*Detection data*
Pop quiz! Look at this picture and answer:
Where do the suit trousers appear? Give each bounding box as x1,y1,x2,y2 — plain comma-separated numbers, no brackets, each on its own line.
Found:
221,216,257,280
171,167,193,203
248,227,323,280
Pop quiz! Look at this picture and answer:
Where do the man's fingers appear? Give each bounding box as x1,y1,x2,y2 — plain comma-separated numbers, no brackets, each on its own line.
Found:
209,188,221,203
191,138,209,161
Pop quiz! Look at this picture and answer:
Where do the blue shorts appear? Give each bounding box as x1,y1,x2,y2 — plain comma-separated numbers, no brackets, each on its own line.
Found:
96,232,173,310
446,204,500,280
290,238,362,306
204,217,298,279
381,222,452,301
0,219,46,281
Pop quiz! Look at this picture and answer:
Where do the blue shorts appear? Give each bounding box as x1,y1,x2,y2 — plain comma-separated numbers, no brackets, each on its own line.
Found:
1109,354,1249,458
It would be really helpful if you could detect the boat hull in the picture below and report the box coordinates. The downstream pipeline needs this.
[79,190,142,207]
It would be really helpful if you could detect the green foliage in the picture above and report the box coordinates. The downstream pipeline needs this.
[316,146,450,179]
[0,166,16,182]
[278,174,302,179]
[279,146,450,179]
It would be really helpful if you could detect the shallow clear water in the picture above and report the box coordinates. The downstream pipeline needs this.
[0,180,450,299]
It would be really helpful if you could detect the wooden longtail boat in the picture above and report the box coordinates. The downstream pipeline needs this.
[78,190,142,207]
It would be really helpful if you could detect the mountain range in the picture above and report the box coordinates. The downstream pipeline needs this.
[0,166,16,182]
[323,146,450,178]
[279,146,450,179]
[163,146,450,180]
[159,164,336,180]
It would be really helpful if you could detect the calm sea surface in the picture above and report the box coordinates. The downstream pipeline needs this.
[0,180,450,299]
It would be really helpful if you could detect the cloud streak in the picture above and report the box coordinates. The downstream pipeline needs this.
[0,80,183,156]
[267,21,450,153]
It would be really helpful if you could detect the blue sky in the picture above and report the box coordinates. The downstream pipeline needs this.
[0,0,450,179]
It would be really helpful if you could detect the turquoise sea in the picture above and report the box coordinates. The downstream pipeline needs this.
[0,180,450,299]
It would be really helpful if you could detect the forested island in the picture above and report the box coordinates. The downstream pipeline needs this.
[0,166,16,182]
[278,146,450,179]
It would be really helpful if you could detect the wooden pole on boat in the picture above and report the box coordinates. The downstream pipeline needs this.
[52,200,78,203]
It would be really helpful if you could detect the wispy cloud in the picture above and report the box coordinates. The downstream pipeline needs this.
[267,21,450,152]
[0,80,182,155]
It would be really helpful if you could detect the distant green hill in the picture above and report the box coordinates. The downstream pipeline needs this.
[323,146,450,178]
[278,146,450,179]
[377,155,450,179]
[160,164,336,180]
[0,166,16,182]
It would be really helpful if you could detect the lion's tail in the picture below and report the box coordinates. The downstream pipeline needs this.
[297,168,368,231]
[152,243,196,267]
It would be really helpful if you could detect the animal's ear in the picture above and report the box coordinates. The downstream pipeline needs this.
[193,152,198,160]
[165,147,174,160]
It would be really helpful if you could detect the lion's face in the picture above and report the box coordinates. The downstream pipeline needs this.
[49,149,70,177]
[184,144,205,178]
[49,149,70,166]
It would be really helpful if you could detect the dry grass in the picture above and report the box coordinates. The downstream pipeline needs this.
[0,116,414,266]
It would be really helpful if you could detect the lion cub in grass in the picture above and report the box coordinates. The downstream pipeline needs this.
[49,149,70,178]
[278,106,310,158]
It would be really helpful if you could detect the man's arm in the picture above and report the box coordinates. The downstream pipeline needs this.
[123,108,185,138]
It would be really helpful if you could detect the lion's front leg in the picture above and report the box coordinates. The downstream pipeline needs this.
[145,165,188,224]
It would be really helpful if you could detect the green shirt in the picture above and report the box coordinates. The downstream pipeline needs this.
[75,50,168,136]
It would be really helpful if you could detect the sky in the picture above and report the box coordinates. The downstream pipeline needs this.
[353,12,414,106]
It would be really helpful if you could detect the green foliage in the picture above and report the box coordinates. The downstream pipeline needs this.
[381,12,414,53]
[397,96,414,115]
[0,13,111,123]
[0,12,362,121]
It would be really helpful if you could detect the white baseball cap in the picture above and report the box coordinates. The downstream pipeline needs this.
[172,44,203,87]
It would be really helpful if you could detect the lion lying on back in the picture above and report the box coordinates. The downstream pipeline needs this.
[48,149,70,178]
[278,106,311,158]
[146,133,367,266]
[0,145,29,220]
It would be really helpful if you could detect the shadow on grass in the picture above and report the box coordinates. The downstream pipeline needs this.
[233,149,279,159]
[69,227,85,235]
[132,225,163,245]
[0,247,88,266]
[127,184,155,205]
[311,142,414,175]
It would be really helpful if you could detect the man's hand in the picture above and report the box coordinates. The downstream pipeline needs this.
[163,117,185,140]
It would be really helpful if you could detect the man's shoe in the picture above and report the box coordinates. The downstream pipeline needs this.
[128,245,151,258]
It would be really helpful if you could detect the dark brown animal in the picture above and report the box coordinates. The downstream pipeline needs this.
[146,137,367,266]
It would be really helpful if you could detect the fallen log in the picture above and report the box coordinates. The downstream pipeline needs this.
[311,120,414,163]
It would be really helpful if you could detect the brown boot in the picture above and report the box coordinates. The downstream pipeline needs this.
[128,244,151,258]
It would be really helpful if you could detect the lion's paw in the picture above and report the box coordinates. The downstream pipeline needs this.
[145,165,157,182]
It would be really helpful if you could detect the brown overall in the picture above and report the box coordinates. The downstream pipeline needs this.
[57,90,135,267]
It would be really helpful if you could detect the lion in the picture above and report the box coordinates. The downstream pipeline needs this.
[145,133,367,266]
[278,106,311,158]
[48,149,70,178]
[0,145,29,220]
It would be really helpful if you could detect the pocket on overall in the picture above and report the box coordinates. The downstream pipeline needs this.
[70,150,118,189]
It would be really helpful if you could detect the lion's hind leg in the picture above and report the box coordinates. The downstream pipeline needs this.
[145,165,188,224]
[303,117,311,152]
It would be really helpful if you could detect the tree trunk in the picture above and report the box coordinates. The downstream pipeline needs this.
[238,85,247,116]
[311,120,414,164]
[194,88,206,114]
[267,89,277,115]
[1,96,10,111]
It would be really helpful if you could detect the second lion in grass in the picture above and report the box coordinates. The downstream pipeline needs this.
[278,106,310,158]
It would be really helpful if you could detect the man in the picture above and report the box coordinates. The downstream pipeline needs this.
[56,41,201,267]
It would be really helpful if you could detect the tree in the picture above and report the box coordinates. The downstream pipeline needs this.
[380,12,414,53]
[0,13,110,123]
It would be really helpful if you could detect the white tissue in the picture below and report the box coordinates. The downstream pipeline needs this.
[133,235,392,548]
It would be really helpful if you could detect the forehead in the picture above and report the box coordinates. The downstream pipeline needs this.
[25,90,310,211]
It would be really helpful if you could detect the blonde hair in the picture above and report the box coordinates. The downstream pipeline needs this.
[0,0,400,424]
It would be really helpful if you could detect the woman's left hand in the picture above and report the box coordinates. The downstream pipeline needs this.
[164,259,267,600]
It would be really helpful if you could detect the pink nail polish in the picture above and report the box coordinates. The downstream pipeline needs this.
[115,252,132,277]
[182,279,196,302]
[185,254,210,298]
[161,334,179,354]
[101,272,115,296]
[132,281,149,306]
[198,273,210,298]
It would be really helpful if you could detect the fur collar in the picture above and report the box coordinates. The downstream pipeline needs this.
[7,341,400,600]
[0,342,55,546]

*The exercise*
Return every line of the data above word for word, with nothing changed or left out.

*Response to the exercise*
Pop quiz! Look at this picture and answer:
Where do the suit trousers appear? Give each bounding box as x1,y1,x2,y2 — plain comma-separated numbers, no brackets, each on its own line.
Found:
221,216,257,280
171,167,193,203
248,227,323,280
Pop quiz! Look at this picture and answer:
Where do the man's fingers appear? Give each bounding box as x1,y1,x2,y2 — plain comma-separated numbers, no brackets, each on its own line.
Found:
209,188,221,203
191,138,209,161
Pop quiz! Look at this picture and answer:
Where do the blue shorts appear? Give each bounding box as x1,y1,x2,y2 — plain comma-separated numbers, no brackets, each on its own line.
Found:
96,232,173,310
446,204,500,280
290,238,362,306
204,217,298,279
381,222,452,301
0,219,46,281
Pop quiz! Look at this picture and answer:
Where do the blue shorts appear? Give each bounding box as x1,y1,x2,y2 — plain comma-separated numbers, no brackets, each on its own line.
Found:
1109,354,1249,458
It would be really helpful if you could detect the boat hull in the picture below and report the box coordinates. The downstream pipeline needs this.
[79,190,142,207]
It would be really helpful if you could detect the green foliage in the picture above and report the box coordinates. The downstream pipeline needs this.
[316,146,450,179]
[0,166,16,182]
[278,174,302,179]
[279,146,450,179]
It would be really helpful if you could detect the shallow clear water in the picture above and report the box coordinates. The downstream pipeline needs this.
[0,180,450,299]
It would be really helpful if you could detect the wooden longtail boat in the picture above and report the box coordinates. The downstream pipeline needs this.
[78,190,142,207]
It would be really helpful if you could detect the mountain range in the picture above and report the box coordinates. The downstream pipeline needs this.
[0,166,16,182]
[323,146,450,178]
[279,146,450,179]
[163,146,450,180]
[159,164,336,180]
It would be really helpful if you could detect the calm sea surface in the picture above and report the box coordinates. The downstream pipeline needs this.
[0,180,450,299]
It would be really helpful if you could detect the cloud streak in the picture above and report the box coordinates. The downstream pipeline needs this.
[0,80,183,156]
[267,21,450,153]
It would be really helpful if you could detect the blue sky in the picture above and report the box coordinates. The downstream pipeline needs this.
[0,0,450,179]
It would be really helpful if you could detect the turquoise sea in the picture above and report the box coordinates. The downstream pipeline needs this.
[0,180,450,299]
It would be really helpful if you could detect the forested island in the picture above and report the box coordinates. The downstream pipeline needs this.
[0,166,16,182]
[278,146,450,179]
It would be really helpful if you could detect the wooden pole on boat in the picture above and report the box coordinates. The downstream pipeline needs this.
[52,200,78,203]
It would be really helpful if you could detect the wispy cloud in the picture above and report the box coordinates. The downstream pipeline needs this.
[267,21,450,152]
[0,80,182,155]
It would be really helpful if you could detect the distant green hill in the picture above and report the box coordinates. The downstream pipeline needs this.
[323,146,450,178]
[278,146,450,179]
[377,155,450,179]
[160,164,336,180]
[0,166,16,182]
It would be really helpful if you could detect the lion's tail in the picture below and report the box coordinates. The downstream pipeline needs this.
[297,168,368,231]
[152,243,196,267]
It would be really helpful if you could detect the animal's ear in the picture above and report the box coordinates. The downstream pipeline needs this.
[193,152,198,160]
[165,147,174,160]
It would be really helpful if you could detect the lion's face in the picture above and report the box coordinates. The downstream pipeline needs this.
[49,149,70,177]
[184,144,205,178]
[49,149,70,166]
It would be really helpful if you could detect the dry grass in the picture above and report the box coordinates. The downstream pipeline needs this.
[0,116,414,266]
It would be really helpful if you could detect the lion cub in grass in the picture above and report the box coordinates. The downstream pipeline needs this.
[49,149,70,178]
[278,106,310,158]
It would be really helpful if you could detect the man's arm in the picture above and report the box coordinates. The downstream pipeline needs this.
[123,108,185,138]
It would be really helpful if you could detect the lion's front leg in the picture above and report the box coordinates. The downstream pipeline needs this.
[145,165,188,224]
It would be really helpful if you could detect the green shirt in the picture above and report the box coordinates. The downstream pipeline needs this.
[75,50,168,136]
It would be really helpful if you could detect the sky in the picture above and report the box coordinates. The downstream pipeline needs this.
[353,12,414,106]
It would be really helpful if you could detect the green foliage in the picture above and report the box coordinates. The downstream pipeline needs this.
[381,12,414,53]
[397,96,414,115]
[0,13,111,123]
[0,12,362,121]
It would be really helpful if you could detect the white baseball cap in the picture above and report the box coordinates. The downstream pipeline needs this.
[172,44,203,87]
It would be really helpful if you could detect the lion lying on back in the picture above and report the box coordinates. The downstream pipeline needs this.
[48,149,70,178]
[278,106,311,158]
[146,133,367,266]
[0,145,29,220]
It would be really helpful if you could detect the shadow on grass in the picture above and report the box coordinates. The downstream pipeline needs this.
[233,149,279,159]
[69,227,85,235]
[132,225,163,245]
[0,247,88,266]
[127,184,155,205]
[311,142,414,175]
It would be really helpful if you could detect the man's hand in the picture above and report the box coordinates. The downstream pipeline needs this.
[163,117,185,140]
It would be really helpful if you could detect the man's shoe in the picture above and report the box coordinates. The downstream pipeline needs this.
[128,245,151,258]
It would be really helpful if you could detect the dark brown animal in the picture above and report the box coordinates. The downstream pipeline needs this.
[146,137,367,266]
It would be really helpful if you could detect the fallen log in the picture above and report the box coordinates. The downstream pipeline needs this.
[311,120,414,163]
It would be really helpful if you could detect the brown boot in the picture above and report the box coordinates. The downstream pipeline needs this.
[128,244,151,258]
It would be really helpful if you could detect the lion's paw in the picture above and report the box coordinates. The downstream pipeline needs this.
[145,165,157,182]
It would be really helpful if you could detect the brown overall in the picture above and report the box coordinates. The downstream pipeline needs this.
[57,90,135,267]
It would be really helpful if you could detect the lion in the picture above and report the box coordinates. The downstream pipeline needs this.
[145,133,367,266]
[278,106,311,158]
[48,149,70,178]
[0,145,29,220]
It would be really helpful if you could detect the pocket on overall in the picture above and report the box coordinates. The downstream pipeline needs this.
[70,150,118,189]
It would be really helpful if you could detect the lion's hind leg in the picture above and report the box coordinates. The downstream pipeline needs this.
[145,165,188,224]
[303,117,311,152]
It would be really helpful if you could detect the tree trunk in the picture above and report the box coordinates. The downstream pipeline needs this.
[238,85,247,116]
[311,120,414,164]
[194,88,206,114]
[267,89,277,115]
[1,96,10,111]
It would be really helpful if you could detect the second lion in grass in the picture above and report the box coordinates. The downstream pipeline needs this.
[278,106,310,158]
It would be really helpful if you could detect the man in the picture above and report the box coordinates. The downstream pipeline needs this.
[56,41,201,267]
It would be really helpful if you could detect the tree in the picture above and report the box coordinates. The downstream pipeline needs this.
[380,12,414,53]
[0,13,110,123]
It would be really helpful if you could detect the white tissue in the picture below and report the box coordinates. The downstream pipeline needs this.
[133,235,392,548]
It would be really helpful if you could detect the forehead in the picture above and report the box coordinates. The downstream pipeline needs this.
[25,90,310,211]
It would be really helpful if you could detect the blonde hair in the picture above and report the box coordinates. The downstream pipeline needs this.
[0,0,400,424]
It would be really helpful if you could detect the woman's left hand in the picture above and report the box coordinates. The downstream pipeline needs this.
[164,259,267,600]
It would be really helpful if you could detect the pink nail polish in the picture above and report the box coordinates. The downstream pipeline needs this.
[115,252,132,277]
[182,279,196,302]
[185,254,210,298]
[161,334,179,354]
[101,272,115,296]
[132,281,149,306]
[198,273,210,298]
It would be really helpful if you could detect the fur collar in the picture above and report the box coordinates. The downstream pipeline needs this.
[7,341,400,600]
[0,342,55,546]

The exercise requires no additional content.